(ASSIGNMENT)
Each line of the records containing "with" is to be copied out and returned.

(Dataset excerpts)
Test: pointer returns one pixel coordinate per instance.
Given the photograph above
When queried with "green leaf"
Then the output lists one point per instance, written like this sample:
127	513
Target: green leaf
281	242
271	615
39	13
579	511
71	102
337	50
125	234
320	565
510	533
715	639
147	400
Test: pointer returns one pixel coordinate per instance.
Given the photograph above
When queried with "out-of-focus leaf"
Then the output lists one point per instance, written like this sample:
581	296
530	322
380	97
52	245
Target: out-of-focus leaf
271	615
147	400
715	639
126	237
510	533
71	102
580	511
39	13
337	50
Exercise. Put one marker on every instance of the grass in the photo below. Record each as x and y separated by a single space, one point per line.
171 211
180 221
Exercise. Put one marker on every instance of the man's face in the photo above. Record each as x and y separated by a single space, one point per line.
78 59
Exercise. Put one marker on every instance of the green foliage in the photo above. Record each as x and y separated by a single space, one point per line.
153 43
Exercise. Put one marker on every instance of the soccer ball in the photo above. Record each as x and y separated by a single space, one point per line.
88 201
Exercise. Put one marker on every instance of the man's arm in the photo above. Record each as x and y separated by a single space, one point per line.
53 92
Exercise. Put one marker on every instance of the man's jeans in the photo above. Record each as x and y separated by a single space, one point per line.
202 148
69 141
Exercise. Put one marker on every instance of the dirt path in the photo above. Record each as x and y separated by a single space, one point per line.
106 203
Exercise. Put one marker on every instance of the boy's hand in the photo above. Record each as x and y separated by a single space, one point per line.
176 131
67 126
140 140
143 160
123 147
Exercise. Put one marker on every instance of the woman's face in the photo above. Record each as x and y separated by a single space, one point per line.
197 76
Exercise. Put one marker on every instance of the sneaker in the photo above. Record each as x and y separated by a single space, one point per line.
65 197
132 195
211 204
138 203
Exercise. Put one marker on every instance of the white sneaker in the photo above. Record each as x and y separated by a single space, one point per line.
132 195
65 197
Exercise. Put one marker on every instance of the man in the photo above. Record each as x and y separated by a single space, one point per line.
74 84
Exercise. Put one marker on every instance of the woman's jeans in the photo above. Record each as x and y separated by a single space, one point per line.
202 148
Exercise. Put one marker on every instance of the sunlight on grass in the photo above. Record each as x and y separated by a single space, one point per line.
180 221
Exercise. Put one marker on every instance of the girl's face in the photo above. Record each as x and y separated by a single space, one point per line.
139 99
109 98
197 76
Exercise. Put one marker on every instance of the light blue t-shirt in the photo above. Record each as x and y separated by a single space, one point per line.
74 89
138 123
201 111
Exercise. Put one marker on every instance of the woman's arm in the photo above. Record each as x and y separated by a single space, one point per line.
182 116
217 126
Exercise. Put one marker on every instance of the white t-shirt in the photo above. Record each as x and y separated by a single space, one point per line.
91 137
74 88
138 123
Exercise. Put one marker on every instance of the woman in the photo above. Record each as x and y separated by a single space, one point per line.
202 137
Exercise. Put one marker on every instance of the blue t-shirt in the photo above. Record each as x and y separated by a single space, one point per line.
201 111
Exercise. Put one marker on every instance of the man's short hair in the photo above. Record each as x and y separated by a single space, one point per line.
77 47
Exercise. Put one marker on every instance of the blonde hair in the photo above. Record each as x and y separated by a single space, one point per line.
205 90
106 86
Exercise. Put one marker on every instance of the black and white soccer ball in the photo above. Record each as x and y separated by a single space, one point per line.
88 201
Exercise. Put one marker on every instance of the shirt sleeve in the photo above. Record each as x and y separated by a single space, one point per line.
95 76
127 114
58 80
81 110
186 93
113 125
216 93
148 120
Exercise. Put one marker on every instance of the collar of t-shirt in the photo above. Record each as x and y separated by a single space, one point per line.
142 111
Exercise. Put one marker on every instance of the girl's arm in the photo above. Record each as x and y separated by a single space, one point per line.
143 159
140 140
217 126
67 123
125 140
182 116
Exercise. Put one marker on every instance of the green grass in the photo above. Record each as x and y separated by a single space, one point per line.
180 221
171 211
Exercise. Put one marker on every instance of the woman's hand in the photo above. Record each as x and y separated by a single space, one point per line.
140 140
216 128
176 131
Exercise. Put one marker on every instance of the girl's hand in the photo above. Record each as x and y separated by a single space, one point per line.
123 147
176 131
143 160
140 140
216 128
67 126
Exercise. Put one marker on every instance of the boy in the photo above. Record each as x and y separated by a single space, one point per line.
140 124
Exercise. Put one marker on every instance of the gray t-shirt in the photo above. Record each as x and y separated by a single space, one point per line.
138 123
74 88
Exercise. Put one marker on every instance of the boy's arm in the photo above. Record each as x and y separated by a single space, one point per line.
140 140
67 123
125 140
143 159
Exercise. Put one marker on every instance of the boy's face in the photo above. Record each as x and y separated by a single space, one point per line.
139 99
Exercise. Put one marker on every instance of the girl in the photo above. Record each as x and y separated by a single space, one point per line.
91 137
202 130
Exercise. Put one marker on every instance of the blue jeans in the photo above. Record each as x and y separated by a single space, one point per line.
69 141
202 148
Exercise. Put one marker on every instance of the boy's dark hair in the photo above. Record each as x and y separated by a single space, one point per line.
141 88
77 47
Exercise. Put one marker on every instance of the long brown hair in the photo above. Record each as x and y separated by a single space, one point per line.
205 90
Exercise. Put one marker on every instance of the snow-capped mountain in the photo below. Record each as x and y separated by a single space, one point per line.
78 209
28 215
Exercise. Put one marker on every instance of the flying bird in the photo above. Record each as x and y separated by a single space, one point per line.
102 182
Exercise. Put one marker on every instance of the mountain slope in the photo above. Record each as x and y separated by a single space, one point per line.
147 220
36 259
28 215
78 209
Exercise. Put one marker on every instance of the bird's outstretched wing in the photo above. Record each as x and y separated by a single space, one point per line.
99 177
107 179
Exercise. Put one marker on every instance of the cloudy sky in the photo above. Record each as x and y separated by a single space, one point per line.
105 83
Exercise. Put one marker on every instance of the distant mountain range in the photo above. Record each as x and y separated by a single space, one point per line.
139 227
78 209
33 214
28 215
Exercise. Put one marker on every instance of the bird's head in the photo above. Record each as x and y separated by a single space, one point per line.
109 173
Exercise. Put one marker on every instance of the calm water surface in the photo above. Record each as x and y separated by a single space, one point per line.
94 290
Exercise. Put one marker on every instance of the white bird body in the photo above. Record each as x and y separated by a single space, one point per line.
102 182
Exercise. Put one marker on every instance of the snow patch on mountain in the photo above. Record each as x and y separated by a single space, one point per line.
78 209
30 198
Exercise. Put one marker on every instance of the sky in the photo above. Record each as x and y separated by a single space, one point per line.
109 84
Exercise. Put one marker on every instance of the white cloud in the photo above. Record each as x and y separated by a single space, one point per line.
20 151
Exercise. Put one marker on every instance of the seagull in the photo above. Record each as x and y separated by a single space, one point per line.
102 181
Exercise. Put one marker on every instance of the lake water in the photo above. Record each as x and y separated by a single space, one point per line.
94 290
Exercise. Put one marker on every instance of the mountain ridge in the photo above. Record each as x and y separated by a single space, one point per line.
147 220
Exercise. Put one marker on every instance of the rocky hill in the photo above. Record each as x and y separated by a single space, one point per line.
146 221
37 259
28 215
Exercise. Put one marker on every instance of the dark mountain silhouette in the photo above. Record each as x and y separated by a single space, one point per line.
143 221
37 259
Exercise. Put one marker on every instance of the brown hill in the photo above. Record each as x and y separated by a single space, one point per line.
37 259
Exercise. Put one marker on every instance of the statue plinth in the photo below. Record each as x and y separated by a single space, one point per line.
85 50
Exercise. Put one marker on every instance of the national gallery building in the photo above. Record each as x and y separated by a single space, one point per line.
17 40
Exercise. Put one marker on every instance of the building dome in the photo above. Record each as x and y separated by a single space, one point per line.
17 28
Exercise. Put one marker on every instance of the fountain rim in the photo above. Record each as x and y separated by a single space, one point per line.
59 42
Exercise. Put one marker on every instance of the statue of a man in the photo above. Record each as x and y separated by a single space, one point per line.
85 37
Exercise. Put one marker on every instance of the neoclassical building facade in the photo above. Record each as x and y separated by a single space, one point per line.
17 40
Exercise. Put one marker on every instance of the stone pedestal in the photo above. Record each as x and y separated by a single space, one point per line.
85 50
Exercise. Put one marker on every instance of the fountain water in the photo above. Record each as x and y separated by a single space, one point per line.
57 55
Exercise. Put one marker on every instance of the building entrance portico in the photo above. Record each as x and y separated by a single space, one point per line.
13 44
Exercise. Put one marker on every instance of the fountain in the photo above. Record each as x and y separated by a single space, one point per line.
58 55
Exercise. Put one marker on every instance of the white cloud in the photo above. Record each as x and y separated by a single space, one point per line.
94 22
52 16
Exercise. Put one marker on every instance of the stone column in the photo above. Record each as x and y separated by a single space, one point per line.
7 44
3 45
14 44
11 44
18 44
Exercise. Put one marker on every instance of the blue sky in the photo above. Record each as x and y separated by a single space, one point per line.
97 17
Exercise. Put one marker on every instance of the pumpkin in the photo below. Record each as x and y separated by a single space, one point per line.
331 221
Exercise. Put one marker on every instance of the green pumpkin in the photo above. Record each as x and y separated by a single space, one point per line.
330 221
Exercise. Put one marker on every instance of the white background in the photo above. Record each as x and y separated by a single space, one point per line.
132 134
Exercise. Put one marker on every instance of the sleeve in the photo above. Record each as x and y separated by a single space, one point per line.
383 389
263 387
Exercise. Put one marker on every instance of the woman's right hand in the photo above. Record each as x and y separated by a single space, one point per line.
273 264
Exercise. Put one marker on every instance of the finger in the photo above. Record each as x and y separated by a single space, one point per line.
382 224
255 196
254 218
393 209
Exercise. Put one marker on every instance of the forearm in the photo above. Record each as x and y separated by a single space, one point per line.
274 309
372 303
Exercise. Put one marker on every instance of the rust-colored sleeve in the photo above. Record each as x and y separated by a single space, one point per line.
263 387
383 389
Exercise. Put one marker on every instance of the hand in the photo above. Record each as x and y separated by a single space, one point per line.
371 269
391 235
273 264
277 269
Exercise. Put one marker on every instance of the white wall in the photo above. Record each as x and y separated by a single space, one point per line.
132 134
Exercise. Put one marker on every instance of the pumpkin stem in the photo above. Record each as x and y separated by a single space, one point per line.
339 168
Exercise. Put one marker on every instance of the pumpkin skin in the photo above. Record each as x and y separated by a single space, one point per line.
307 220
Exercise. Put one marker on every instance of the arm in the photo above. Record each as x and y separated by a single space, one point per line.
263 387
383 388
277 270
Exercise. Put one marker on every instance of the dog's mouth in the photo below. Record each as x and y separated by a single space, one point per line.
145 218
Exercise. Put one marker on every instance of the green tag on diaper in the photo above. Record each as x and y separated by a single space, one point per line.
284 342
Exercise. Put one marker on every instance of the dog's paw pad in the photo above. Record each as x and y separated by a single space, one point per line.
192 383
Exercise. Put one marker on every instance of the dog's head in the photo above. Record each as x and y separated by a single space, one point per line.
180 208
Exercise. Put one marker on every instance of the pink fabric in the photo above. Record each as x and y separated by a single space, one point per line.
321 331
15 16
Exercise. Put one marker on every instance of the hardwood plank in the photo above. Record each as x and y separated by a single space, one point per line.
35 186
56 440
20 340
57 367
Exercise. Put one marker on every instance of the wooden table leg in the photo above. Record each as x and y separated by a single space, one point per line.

(YOUR SOLUTION)
When queried with "green leaf"
When queried with "out-of-focus leaf"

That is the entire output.